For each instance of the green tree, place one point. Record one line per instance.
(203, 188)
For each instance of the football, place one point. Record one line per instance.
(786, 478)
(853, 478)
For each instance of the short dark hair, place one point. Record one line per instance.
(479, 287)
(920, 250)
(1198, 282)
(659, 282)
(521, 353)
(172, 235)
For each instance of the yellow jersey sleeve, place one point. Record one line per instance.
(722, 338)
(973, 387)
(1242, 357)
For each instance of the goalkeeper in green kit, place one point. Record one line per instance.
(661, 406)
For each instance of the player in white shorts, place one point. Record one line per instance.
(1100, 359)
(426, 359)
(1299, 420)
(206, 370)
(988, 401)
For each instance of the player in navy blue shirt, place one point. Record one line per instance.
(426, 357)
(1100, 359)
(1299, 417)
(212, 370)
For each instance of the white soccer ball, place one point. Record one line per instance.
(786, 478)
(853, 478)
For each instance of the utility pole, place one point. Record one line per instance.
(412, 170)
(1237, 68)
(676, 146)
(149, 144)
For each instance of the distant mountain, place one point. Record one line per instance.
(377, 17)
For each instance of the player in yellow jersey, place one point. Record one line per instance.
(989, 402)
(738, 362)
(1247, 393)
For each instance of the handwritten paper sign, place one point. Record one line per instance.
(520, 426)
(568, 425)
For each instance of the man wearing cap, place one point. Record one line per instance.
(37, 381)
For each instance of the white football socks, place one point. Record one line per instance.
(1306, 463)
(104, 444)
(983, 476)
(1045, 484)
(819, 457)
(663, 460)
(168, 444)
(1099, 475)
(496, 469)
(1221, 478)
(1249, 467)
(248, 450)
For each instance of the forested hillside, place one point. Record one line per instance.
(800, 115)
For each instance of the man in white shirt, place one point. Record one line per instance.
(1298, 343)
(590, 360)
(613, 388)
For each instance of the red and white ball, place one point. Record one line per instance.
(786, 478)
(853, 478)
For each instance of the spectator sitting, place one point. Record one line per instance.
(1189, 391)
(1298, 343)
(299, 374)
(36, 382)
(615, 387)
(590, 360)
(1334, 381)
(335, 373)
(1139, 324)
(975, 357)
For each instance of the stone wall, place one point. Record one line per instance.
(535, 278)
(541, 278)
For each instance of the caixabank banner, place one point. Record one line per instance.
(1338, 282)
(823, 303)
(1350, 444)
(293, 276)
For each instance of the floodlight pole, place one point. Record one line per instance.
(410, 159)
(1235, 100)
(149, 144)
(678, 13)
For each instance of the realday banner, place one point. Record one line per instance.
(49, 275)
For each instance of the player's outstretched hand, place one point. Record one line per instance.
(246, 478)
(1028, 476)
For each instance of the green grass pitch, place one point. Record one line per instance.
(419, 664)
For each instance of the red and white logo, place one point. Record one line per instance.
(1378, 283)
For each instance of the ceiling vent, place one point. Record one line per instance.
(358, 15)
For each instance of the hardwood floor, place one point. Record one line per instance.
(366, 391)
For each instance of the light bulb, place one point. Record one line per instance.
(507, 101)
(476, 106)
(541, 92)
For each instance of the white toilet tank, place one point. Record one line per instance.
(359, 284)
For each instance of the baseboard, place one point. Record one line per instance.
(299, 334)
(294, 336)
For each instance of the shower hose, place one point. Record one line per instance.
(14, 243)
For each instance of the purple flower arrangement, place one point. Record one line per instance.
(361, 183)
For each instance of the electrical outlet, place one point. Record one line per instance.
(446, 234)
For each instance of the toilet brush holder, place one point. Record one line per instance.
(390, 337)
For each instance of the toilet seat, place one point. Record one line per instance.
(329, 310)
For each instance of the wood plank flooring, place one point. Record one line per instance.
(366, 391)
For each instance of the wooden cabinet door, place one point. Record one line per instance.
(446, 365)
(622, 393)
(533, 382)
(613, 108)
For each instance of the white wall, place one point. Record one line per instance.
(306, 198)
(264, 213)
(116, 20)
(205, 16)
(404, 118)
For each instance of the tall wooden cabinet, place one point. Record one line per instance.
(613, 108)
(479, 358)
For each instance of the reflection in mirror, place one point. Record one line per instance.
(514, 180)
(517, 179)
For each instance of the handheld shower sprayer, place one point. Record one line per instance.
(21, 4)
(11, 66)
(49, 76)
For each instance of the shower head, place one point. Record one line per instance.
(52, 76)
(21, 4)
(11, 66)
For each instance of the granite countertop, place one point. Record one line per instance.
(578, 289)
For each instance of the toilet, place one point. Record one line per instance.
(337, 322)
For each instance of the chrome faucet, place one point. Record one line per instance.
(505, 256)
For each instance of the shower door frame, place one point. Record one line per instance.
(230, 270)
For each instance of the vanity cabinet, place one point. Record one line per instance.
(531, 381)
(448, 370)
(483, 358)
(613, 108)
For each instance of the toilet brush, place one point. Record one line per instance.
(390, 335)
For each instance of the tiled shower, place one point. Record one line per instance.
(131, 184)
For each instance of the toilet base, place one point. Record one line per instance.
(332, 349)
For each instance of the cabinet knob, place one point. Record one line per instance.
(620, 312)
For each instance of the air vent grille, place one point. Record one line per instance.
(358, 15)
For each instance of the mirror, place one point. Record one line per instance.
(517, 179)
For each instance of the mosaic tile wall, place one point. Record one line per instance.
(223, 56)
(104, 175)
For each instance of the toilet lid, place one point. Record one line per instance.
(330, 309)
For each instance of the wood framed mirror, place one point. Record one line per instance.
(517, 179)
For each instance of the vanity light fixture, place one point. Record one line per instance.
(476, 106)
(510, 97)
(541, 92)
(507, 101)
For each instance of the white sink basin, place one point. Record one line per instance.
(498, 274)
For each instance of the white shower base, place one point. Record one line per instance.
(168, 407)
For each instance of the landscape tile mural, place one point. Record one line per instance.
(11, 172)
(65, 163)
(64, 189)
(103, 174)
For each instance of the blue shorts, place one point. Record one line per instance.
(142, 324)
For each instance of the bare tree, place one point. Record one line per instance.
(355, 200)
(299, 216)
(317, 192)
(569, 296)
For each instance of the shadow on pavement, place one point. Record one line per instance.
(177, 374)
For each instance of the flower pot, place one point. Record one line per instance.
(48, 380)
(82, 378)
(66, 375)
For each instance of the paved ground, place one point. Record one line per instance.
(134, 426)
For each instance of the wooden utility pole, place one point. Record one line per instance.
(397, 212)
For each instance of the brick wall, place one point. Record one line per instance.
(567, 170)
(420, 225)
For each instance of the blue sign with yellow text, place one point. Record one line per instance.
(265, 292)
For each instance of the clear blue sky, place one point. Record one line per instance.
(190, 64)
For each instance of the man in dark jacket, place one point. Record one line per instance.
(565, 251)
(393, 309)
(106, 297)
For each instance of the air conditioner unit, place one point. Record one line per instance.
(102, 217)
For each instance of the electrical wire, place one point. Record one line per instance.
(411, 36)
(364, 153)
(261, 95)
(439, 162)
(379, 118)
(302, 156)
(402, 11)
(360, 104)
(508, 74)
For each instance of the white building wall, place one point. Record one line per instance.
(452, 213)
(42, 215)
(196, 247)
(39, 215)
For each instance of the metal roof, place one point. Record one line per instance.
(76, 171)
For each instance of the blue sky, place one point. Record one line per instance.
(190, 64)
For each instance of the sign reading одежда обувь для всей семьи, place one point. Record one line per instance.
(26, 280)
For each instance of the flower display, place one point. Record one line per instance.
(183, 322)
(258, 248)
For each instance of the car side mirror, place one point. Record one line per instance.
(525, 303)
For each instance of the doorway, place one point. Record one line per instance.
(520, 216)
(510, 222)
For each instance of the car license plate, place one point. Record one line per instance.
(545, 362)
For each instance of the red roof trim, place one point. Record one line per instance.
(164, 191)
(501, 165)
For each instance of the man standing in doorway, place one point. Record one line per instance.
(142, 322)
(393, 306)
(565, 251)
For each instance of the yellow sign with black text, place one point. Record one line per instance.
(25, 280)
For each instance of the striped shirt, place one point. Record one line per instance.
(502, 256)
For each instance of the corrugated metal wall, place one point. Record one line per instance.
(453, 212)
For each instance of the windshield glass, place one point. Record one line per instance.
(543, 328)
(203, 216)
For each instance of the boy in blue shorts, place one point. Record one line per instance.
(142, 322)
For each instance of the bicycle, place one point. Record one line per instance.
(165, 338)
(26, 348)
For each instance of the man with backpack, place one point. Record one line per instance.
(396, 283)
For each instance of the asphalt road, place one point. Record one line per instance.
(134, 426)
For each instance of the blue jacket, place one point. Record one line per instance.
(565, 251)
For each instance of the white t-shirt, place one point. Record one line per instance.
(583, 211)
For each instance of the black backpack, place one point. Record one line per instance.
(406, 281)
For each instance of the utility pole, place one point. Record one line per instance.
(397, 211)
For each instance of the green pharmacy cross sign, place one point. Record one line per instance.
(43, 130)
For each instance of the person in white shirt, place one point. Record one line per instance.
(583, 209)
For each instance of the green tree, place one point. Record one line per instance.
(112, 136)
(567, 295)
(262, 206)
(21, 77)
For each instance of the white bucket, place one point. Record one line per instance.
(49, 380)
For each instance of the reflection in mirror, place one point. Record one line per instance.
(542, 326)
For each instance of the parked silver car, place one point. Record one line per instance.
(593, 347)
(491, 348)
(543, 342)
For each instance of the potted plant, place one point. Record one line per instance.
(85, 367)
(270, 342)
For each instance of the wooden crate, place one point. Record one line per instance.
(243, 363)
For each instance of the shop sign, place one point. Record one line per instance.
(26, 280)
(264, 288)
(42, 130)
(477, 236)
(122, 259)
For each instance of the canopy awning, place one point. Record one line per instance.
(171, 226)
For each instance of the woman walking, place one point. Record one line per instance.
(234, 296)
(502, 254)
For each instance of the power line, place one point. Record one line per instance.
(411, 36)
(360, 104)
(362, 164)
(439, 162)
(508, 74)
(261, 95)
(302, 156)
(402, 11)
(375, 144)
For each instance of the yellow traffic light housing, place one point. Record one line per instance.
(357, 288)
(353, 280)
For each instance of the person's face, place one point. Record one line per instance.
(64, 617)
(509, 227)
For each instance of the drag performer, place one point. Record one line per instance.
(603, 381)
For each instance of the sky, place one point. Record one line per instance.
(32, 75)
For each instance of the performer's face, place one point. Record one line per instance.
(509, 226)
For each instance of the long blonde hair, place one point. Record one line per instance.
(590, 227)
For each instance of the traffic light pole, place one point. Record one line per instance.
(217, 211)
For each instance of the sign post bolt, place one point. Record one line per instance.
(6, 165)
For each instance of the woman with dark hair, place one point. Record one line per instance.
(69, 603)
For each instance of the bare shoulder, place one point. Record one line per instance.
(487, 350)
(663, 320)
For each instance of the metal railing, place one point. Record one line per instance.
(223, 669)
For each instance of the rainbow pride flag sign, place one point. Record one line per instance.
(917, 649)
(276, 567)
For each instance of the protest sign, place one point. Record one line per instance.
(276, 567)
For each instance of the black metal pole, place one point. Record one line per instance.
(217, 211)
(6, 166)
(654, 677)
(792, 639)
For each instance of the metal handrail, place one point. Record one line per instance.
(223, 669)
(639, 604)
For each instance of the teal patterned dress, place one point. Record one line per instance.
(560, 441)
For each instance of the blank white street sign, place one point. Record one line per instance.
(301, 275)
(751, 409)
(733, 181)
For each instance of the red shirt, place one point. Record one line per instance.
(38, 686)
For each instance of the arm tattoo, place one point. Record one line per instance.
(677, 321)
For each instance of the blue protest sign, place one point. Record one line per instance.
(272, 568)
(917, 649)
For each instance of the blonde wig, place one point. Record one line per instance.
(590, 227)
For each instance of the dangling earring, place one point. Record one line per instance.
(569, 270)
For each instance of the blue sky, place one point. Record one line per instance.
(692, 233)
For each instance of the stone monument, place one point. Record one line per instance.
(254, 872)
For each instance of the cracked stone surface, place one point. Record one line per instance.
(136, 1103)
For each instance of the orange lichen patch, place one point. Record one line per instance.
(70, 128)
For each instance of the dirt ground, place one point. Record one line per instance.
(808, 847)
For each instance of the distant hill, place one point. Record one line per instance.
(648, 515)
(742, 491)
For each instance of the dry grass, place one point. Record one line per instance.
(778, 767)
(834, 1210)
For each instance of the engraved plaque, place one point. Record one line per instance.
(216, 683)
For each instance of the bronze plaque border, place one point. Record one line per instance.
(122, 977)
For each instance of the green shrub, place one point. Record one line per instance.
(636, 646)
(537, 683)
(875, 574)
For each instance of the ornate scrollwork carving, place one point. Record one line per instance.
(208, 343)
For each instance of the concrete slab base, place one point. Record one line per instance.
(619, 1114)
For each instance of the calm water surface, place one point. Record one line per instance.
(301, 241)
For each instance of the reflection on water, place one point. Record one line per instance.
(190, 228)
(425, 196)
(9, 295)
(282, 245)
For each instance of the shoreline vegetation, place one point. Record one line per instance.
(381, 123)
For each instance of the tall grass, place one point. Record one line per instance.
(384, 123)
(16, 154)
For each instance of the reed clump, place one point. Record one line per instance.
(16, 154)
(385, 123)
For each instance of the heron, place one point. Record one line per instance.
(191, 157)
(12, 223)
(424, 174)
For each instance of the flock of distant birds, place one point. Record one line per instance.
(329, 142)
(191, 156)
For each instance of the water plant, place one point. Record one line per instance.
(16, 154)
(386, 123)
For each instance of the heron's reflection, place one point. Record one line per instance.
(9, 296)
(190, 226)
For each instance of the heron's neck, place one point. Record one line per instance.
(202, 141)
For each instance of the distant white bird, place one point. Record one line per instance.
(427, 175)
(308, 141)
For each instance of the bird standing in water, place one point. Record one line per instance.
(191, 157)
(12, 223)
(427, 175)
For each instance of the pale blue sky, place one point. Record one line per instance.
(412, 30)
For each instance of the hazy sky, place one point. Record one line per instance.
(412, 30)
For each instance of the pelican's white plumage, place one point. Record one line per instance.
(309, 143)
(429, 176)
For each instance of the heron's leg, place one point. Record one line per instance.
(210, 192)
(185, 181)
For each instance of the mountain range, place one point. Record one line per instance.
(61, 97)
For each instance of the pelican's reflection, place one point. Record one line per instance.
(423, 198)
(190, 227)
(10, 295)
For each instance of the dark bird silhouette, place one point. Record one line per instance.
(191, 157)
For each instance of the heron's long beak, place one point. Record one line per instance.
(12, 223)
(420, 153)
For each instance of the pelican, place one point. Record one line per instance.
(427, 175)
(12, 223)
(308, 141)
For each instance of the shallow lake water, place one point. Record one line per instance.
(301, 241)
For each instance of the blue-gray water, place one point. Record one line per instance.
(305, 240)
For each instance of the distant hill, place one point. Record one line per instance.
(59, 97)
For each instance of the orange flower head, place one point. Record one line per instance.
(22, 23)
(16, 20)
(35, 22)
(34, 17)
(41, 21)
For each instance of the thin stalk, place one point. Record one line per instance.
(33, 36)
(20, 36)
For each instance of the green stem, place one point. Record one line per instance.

TASK TO CARRY OUT: Write out only the final block of lines, starting at the line with "For each instance of the pelican's reflection, place" and running to the end of the material.

SOLUTION TO THE PROBLEM:
For each instance of the pelican's reflection, place one point. Record one line per instance.
(423, 198)
(190, 227)
(10, 295)
For each instance of the dark bird silhouette, place one point. Record one line per instance.
(191, 157)
For each instance of the heron's long beak, place one point. Record one line per instance.
(12, 223)
(420, 153)
For each instance of the pelican, place one point. Record one line per instance.
(427, 175)
(12, 223)
(308, 141)
For each instance of the shallow lake water, place one point. Record one line per instance.
(301, 241)
For each instance of the blue-gray water, place one point. Record one line per instance.
(305, 240)
For each instance of the distant hill, place one point. Record one line per instance.
(59, 97)
For each instance of the orange flower head, place one point. Record one line per instance.
(22, 23)
(16, 20)
(35, 22)
(34, 17)
(41, 21)
For each instance of the thin stalk, place one point. Record one line per instance.
(33, 36)
(20, 36)
For each instance of the green stem, place one point. Record one line per instance.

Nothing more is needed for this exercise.